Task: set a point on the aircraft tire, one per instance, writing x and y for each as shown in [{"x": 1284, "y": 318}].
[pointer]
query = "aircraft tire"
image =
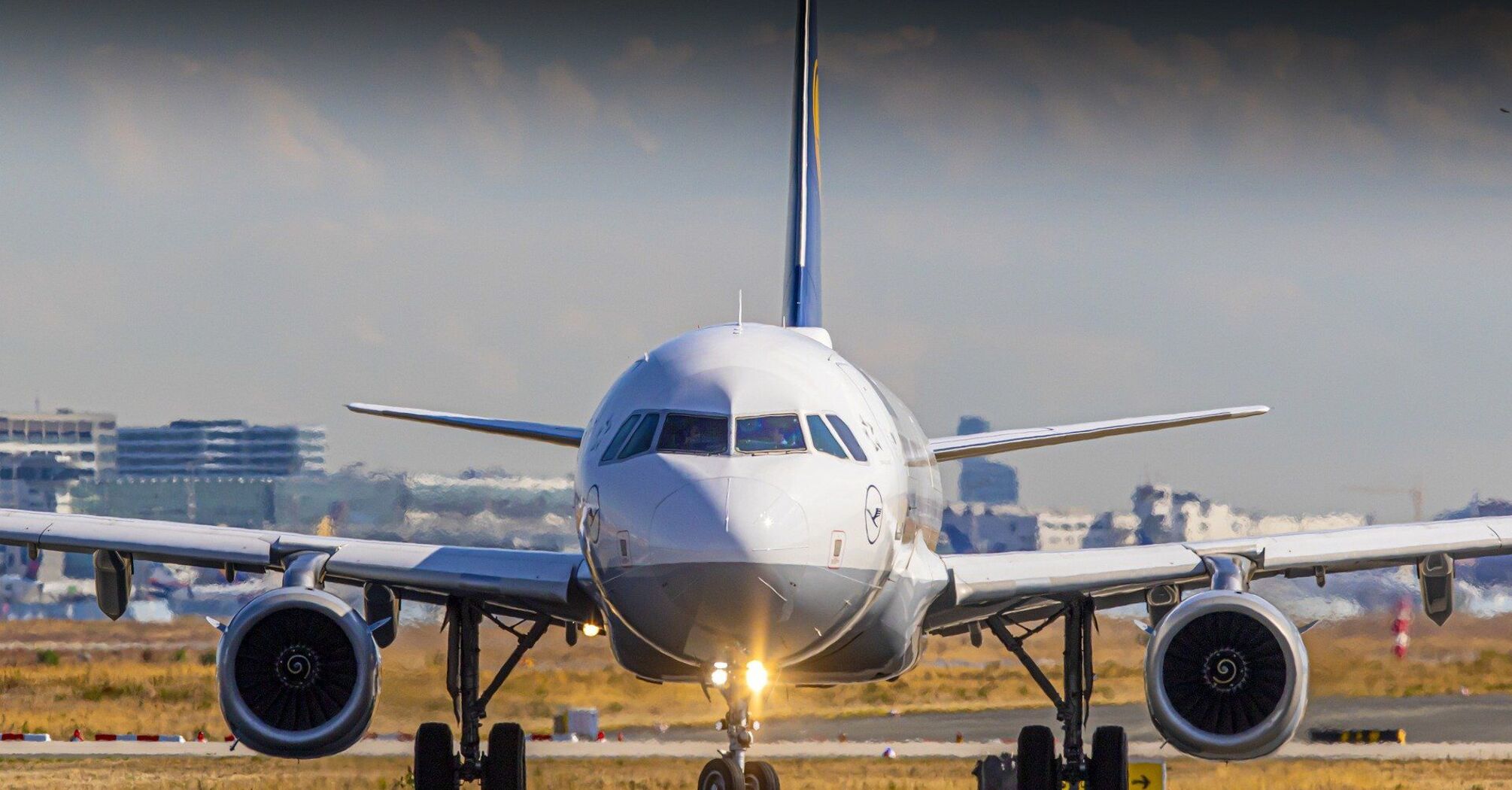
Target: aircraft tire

Problem to work on: Output every line of the rows above as a Markdown table with two columns, n for the line number and Line for the text, skipping blank lines. Leave the pictures out of the answer.

Worked answer:
| n | Line |
|---|---|
| 1 | Task: set a point on the aircraft tire, one per instance, writing x and y for each as shown in [{"x": 1284, "y": 318}]. |
| 2 | [pointer] |
| 3 | query = "aircraft tire" |
| 4 | image = |
| 5 | Target: aircraft tire |